**TEXTE FOURNI:**

__________

El
Chaltén, autoproclamé village le plus jeune d'Argentine, a été
fondé en octobre 1985. Le gouvernement argentin avait la vision
stratégique à peine dissimulée d'occuper cette région
géographique où les frontières font encore aujourd'hui l'objet de
désaccords. En fait, ici même, Chili et Argentine sont d'accord sur
le fait qu'il y a un désaccord. C'est déjà ça !
Petit
village de 1.000 habitants hors touristes, El Chaltén se fait aussi
modestement appeler Capitale nationale du Trekking (randonnée, en
anglais). Bon, d'accord, il y a de très belles balades à faire aux
alentours, au pied des monts Fitz-Roy et Torres, sur une journée ou
sur plusieurs. Fitz-Roy, quel drôle de nom ? Pas très
hispanique tout ça ! En fait, ce piton rocheux fut baptisé en
l'honneur de Sir Robert Fitz-Roy (1805-1865), commandant du HMS
Beagle qui a remonté le Río Santa Cruz en 1834 et cartographié
une bonne partie de la côte patagonne.
Après
quelques jours à El Chaltén, je reprends la route : la Ruta
40, l'équivalent de la Carretera Austral côté argentin.
La route est meilleure, asphaltée, mais absolument aucun petit
village, au contraire du Chili. C'est un vrai désert, une plaine
balayée par les vents, de grandes étendues d'herbe grillée. Par
exemple entre El Chaltén et El Calafate (étape suivante), il y a
plus de 200 km, avec juste une petite auberge-restaurant entre les
deux. Tout de suite, c'est plus difficile de trouver du monde pour
faire du stop. Soit, prenons le bus alors.
À El
Calafate, pas grand-chose (en fait, rien) à faire. L'endroit est mort. Sans mauvais jeu de mots, c'est d'ailleurs là qu'est décédé l'ancien président Nestor Kirchner (le mari de la présidente actuelle). A part d'apprendre ça, je suis allé à 75 km de là visiter le fameux glacier Perito Moreno. Vous voulez aussi savoir
d'où vient le nom ? Perito, qui signifie spécialiste
ou expert en espagnol, est un terme souvent utilisé pour
qualifier Francisco Moreno (1852-1919), directeur du musée de la
Société scientifique argentine et grand explorateur de la région
australe de l'Argentine (et qui joua un rôle important pour la
défense du territoire argentin dans le conflit frontalier qui
l'oppose au Chili. Tiens donc, encore !). Petit clin d'oeil, c'est également lui qui a établi le scoutisme et le guidisme en Argentine.

__________

**ENREGISTREMENTS AFFICHÉS:**
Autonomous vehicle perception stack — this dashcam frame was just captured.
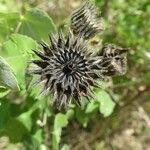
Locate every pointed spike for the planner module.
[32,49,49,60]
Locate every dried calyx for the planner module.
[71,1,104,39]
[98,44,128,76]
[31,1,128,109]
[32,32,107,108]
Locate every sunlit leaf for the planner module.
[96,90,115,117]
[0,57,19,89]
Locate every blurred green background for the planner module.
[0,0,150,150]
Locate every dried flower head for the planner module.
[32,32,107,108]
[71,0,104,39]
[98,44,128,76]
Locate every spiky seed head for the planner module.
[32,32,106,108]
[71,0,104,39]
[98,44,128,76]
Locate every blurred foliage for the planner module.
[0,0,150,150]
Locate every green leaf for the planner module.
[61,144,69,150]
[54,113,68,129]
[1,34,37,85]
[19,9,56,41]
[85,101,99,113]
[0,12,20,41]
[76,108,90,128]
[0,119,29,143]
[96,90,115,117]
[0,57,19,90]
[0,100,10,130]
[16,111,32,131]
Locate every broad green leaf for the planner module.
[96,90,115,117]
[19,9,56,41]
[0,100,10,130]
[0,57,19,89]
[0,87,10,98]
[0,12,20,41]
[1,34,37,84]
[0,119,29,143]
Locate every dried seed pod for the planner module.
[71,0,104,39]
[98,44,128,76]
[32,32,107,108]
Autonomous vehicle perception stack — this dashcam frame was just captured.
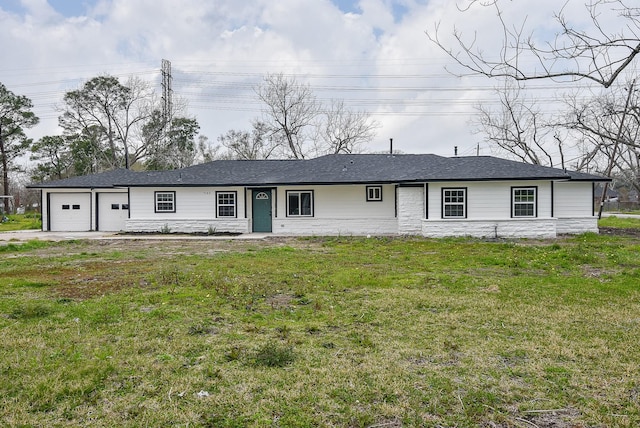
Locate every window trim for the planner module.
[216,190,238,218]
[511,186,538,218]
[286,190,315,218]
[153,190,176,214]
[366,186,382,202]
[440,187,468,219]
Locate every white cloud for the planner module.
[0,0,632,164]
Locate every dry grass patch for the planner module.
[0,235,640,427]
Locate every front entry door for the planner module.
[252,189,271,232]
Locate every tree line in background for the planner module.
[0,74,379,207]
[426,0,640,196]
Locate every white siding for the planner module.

__________

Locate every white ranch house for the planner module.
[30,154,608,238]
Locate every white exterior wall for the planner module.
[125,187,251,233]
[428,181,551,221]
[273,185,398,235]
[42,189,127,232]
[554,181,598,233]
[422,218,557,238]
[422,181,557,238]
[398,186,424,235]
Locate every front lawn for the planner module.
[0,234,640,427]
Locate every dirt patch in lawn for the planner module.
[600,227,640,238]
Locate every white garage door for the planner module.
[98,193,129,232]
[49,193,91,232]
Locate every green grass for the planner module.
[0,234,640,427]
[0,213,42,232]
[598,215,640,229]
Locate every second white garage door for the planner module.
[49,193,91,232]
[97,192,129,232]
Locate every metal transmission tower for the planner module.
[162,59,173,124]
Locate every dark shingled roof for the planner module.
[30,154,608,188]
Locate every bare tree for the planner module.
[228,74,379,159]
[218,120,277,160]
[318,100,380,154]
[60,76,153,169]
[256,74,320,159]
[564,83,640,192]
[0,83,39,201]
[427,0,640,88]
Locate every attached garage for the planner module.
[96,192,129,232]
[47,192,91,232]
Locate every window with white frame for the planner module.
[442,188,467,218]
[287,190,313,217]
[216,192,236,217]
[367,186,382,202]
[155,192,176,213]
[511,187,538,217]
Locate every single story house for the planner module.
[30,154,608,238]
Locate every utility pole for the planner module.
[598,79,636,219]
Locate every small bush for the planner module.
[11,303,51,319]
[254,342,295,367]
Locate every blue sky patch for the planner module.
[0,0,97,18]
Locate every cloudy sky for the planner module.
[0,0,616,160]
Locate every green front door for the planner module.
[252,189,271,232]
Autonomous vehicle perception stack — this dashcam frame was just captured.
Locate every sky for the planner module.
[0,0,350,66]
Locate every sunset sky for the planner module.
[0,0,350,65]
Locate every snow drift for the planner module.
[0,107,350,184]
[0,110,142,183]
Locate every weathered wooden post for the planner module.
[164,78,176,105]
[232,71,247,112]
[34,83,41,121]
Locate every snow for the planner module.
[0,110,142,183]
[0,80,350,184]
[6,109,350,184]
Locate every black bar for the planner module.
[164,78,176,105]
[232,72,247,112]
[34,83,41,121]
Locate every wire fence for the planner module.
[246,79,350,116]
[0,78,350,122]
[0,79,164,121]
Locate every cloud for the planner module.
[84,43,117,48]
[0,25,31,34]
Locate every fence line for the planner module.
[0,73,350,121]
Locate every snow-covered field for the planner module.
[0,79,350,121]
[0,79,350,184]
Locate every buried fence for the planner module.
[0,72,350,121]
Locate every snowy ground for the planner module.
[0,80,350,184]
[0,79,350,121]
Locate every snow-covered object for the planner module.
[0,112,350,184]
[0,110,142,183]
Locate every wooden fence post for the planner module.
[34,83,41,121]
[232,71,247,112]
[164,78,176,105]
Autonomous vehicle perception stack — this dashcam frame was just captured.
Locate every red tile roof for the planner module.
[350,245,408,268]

__________

Relevez toutes les années citées dans le texte sur El Chaltén, dans leur ordre d'apparition.

**RÉPONSE:** 1985, 1805, 1865, 1834, 1852, 1919